[Start of Exercise inputs]

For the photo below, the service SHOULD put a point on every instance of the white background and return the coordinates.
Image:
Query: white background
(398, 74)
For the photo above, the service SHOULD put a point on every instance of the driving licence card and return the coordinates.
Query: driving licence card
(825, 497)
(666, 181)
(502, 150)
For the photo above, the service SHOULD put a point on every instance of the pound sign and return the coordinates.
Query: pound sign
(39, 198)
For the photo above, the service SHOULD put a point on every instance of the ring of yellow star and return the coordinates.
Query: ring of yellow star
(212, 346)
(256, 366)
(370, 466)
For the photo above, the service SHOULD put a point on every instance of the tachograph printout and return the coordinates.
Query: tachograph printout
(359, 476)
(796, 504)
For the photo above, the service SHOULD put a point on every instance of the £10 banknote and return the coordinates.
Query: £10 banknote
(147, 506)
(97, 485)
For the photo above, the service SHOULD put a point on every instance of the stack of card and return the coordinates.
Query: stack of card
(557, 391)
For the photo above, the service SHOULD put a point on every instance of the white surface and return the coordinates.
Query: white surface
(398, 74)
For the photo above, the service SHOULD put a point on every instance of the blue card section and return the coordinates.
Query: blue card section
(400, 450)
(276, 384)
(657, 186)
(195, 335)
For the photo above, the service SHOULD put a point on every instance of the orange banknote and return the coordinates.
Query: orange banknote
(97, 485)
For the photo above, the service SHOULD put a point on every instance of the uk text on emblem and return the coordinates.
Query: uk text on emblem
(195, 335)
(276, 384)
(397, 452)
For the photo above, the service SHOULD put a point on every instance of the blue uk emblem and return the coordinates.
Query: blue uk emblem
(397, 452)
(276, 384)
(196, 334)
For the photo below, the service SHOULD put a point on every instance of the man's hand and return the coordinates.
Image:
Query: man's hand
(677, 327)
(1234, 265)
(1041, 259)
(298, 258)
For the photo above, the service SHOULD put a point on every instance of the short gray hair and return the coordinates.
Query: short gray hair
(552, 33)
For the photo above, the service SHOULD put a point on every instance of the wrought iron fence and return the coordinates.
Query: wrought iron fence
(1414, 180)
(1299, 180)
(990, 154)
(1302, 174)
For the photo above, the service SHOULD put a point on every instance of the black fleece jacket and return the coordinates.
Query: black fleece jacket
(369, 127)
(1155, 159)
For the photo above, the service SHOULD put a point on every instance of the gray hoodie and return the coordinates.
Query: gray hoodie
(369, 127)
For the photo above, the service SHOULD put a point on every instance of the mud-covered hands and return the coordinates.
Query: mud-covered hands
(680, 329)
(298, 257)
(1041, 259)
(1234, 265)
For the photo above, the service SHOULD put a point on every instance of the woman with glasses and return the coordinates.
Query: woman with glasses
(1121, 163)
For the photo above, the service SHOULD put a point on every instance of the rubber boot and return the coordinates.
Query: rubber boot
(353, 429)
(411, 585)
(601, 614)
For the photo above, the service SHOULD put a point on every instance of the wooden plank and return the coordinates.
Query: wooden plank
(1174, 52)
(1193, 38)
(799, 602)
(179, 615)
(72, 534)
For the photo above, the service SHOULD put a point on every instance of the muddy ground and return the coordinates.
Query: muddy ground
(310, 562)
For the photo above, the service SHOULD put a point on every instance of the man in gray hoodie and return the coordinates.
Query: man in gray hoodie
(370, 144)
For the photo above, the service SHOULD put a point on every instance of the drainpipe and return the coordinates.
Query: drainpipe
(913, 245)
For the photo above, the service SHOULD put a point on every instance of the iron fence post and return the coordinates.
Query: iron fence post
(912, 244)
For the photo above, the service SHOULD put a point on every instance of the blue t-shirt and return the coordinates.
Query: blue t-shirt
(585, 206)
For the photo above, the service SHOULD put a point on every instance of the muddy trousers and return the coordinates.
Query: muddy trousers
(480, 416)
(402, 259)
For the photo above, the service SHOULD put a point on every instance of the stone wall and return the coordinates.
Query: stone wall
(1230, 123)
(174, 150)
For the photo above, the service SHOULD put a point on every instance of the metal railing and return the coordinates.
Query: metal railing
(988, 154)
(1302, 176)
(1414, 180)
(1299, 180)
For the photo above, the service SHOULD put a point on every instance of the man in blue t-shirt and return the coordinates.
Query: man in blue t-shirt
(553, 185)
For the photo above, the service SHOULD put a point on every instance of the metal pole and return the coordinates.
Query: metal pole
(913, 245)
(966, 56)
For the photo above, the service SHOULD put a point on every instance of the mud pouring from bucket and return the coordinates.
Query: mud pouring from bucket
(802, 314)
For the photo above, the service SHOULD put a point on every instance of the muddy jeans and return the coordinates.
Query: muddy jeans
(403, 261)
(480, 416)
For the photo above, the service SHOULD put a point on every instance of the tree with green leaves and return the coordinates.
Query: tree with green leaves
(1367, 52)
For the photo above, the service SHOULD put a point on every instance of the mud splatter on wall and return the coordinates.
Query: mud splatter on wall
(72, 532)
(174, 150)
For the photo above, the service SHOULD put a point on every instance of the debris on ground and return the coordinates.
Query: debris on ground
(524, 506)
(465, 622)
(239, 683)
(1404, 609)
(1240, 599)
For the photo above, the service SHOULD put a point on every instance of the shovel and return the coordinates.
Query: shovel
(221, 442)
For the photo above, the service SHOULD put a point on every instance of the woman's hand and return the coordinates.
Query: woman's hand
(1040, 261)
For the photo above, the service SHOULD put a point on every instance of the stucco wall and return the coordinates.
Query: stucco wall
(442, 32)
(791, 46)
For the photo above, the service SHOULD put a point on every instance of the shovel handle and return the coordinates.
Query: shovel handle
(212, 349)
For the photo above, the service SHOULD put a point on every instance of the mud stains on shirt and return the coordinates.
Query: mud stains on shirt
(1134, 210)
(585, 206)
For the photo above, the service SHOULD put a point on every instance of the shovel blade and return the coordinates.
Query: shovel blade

[End of Exercise inputs]

**Task objective:** Take the line in which "stucco wall and return the coordinates." occurs and each subsequent line through the end; give these lines again without alteration.

**Solution for this task:**
For the photo above, the service SHOULD put a point on every instance of the stucco wall and return the coordinates.
Query: stucco wall
(442, 32)
(791, 46)
For the photo above, the service SHOULD put a point on every instance of the shovel handle and return the coordinates.
Query: shovel handle
(212, 349)
For the photo above, the service SHOULD put a point on every instance of the mud stains on shirt and return the coordinates.
Query: mud stains on shirt
(1134, 210)
(585, 206)
For the photo above, the service SHOULD put a point on every instance of the shovel blade and return the coordinates.
Query: shovel blade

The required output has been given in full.